Work request »
Without the images, output each record below as it stands.

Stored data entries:
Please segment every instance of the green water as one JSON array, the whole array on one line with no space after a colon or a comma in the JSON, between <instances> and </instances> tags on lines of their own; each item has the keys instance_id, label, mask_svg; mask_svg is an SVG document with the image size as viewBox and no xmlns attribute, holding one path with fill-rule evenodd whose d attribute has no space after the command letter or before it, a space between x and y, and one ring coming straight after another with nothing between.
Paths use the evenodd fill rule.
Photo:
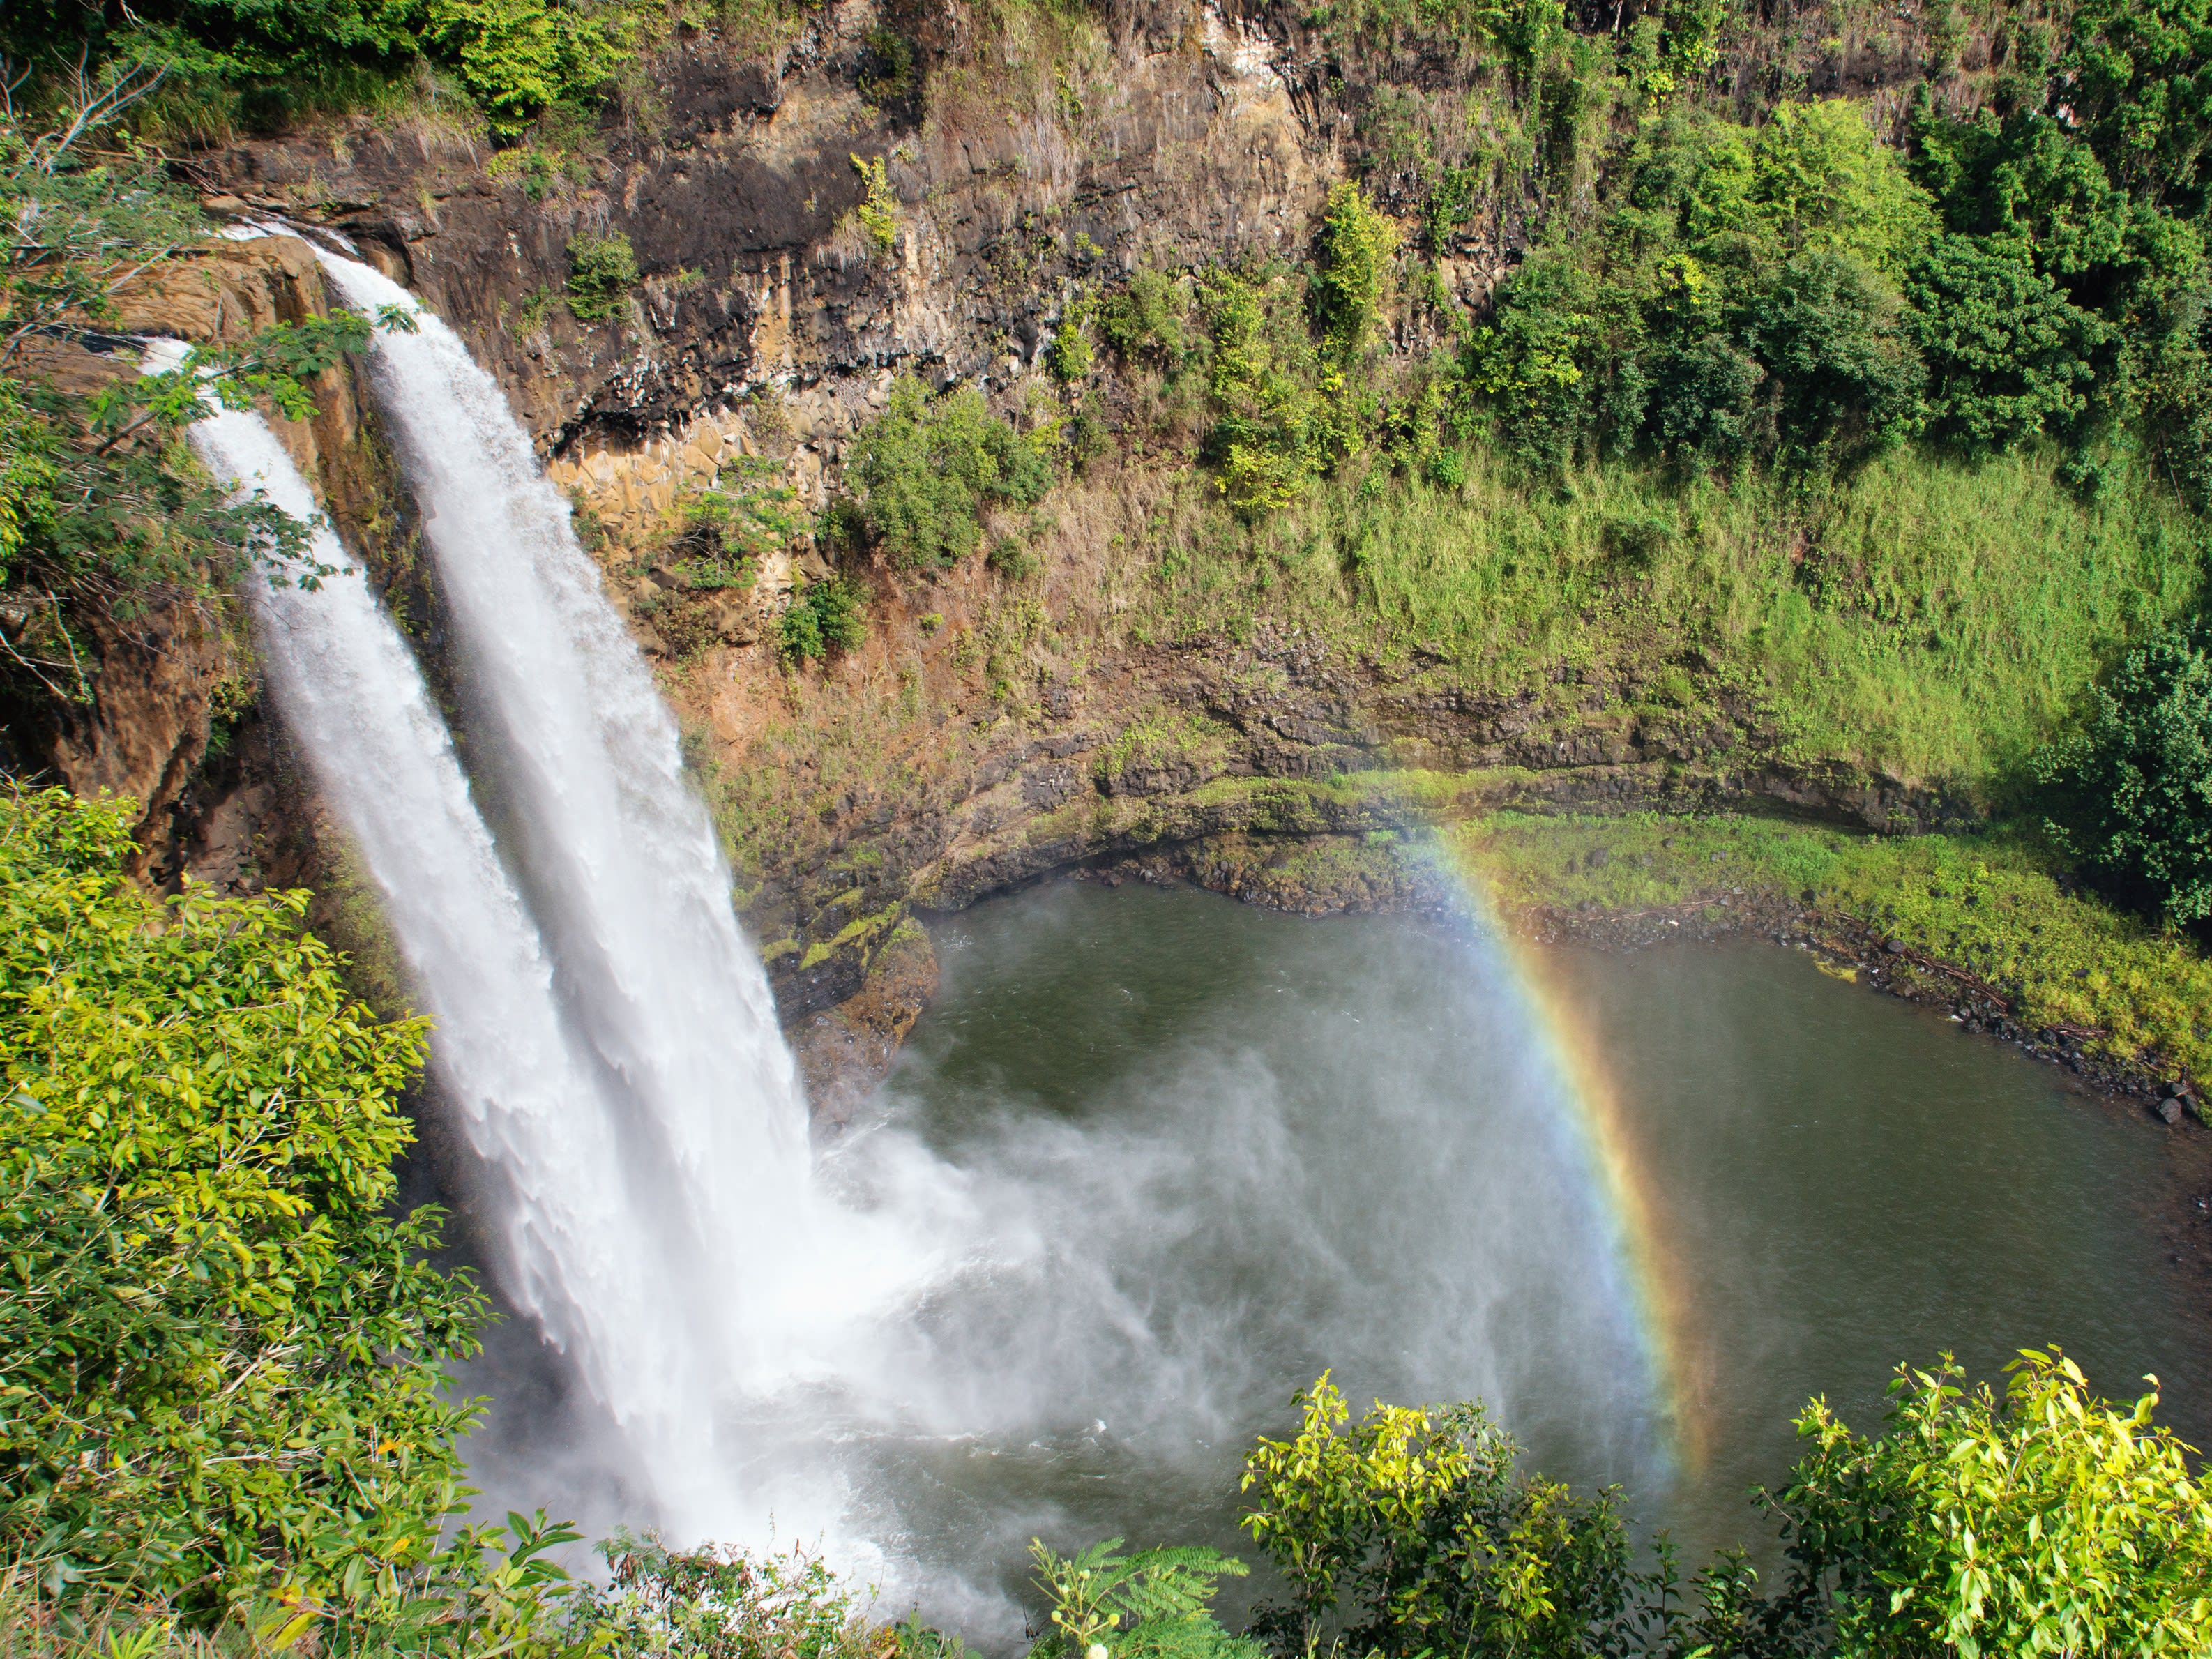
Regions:
<instances>
[{"instance_id":1,"label":"green water","mask_svg":"<svg viewBox=\"0 0 2212 1659\"><path fill-rule=\"evenodd\" d=\"M1530 1461L1619 1481L1694 1559L1825 1393L1875 1425L1899 1359L1988 1374L2059 1342L2212 1432L2176 1137L1940 1014L1769 945L1565 951L1690 1317L1707 1454L1553 1058L1456 924L1322 921L1062 885L933 926L941 994L894 1131L1027 1237L933 1299L909 1421L843 1454L855 1519L930 1610L1018 1636L1023 1547L1236 1541L1235 1474L1324 1366L1355 1400L1480 1395ZM1260 1581L1255 1581L1259 1583ZM1264 1585L1261 1585L1264 1589Z\"/></svg>"}]
</instances>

Response box »
Please segment every instance of the green water as one JSON array, the whole array on one line with no space after a colon or a comma in the JSON, between <instances> and </instances> tags on lines of their own; each item has the keys instance_id, label, mask_svg; mask_svg is an SVG document with the image size as viewBox and no xmlns attribute, holding one path with fill-rule evenodd whose d attribute has no space after the command letter or before it, a space between x and y, and one ring coming straight after another with nothing between.
Paths use the evenodd fill rule.
Photo:
Regions:
<instances>
[{"instance_id":1,"label":"green water","mask_svg":"<svg viewBox=\"0 0 2212 1659\"><path fill-rule=\"evenodd\" d=\"M1530 1461L1619 1481L1694 1559L1825 1393L1875 1425L1899 1359L1988 1374L2059 1342L2212 1432L2176 1137L1940 1014L1769 945L1565 951L1690 1317L1707 1454L1553 1058L1456 924L1322 921L1062 885L933 926L941 994L894 1131L1027 1237L933 1299L909 1421L843 1454L855 1519L930 1610L1018 1636L1023 1547L1236 1541L1235 1474L1324 1366L1355 1400L1480 1395ZM1260 1581L1255 1581L1259 1583ZM1264 1585L1261 1585L1264 1589Z\"/></svg>"}]
</instances>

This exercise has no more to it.